Yönerge 1: Sloganın kökenini anlatan metinden "Peki... Coward’ın sorduğu" ile başlayıp "sorgulamaksızın inanıyoruz buna." sözlerine kadar süren bölümü olduğu gibi kopyalayın.
Yönerge 2: Sloganın kökenini anlatan metinde “Sinematik tarih yapıcılığı”nı bir kenara bırakırsak sözleriyle başlayan paragrafı, ana bilgilerini koruyarak kısa bir madde listesine çevirin.

Kaynak metin:
■ ■ ■ ■ ■
Güncelleme Tarihi:
Bugünün meşhur “The Show Must Go On” (Gösteri Devam Etmeli) sloganının “sözde efsanevi” kökenini, Ezel Akay şaheseri “Hacivat Karagöz Neden Öldürüldü” adlı filmden öğrenmiştik: 2006 yapımı filmin bir sahnesinde, yaklaşan Moğol tehdidine karşı perde indirmemekte kararlı olan Grek tiyatrocular, Osmanlıların henüz hâkim olduğu çokkültürlü 14. yüzyıl Bursa’sında şöyle haykırıyordu: “Temaşa devam etmeli!”
“Sinematik tarih yapıcılığı”nı bir kenara bırakırsak, gösteri dünyasında işlerin şartlar ne olursa olsun sürmesi gerektiğini formülleştiren bu sloganın, modern anlamda ilk kez 1950’lerin başında ABD’de kullanıldığını görüyoruz. Tiyatro oyuncusu ve oyun yazarı Noel Coward bu dönemde “Why Must the Show Go On?” (Gösteri Neden Devam Etmeli) diye bir şarkı yazmıştı. Yıllar sonra (tam olarak 1991’de), Queen’in o meşhur şarkısı, bu sözü hepten ölümsüzleştirdi.
Peki... Coward’ın sorduğu soruyu sorarsak:
Gösteri neden devam etmeli?
Bugün dünyamız, “gösteri” denen postmodern öküzün boynuzları üstünde durmaktadır da, ondan. Gerçi henüz bunu kanıtlayacak veya yalanlayacak araçlara sahip değiliz, ama hepimiz, sorgulamaksızın inanıyoruz buna.
■ ■ ■ ■ ■
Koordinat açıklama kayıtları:
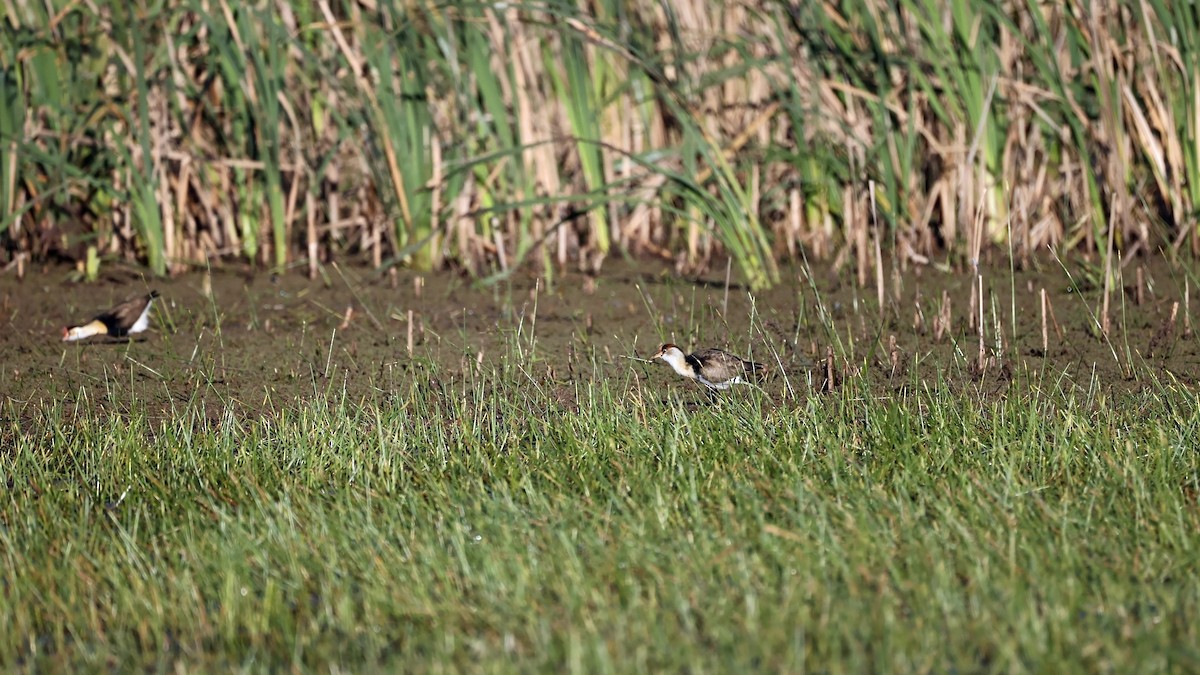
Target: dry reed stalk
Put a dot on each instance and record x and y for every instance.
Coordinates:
(1105, 320)
(1187, 309)
(311, 242)
(942, 321)
(1045, 332)
(983, 351)
(408, 341)
(879, 252)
■ ■ ■ ■ ■
Görev yanıtı 1:
Peki... Coward’ın sorduğu soruyu sorarsak:
Gösteri neden devam etmeli?
Bugün dünyamız, “gösteri” denen postmodern öküzün boynuzları üstünde durmaktadır da, ondan. Gerçi henüz bunu kanıtlayacak veya yalanlayacak araçlara sahip değiliz, ama hepimiz, sorgulamaksızın inanıyoruz buna.

Görev yanıtı 2:
- Gösteri dünyasında işlerin şartlar ne olursa olsun sürmesi gerektiğini dile getiren slogan, modern anlamda ilk kez 1950'lerin başında ABD'de kullanıldı.
- Tiyatro oyuncusu ve oyun yazarı Noel Coward bu dönemde "Why Must the Show Go On?" (Gösteri Neden Devam Etmeli) adlı bir şarkı yazdı.
- 1991'de Queen'in meşhur şarkısı bu sözü tamamen ölümsüzleştirdi.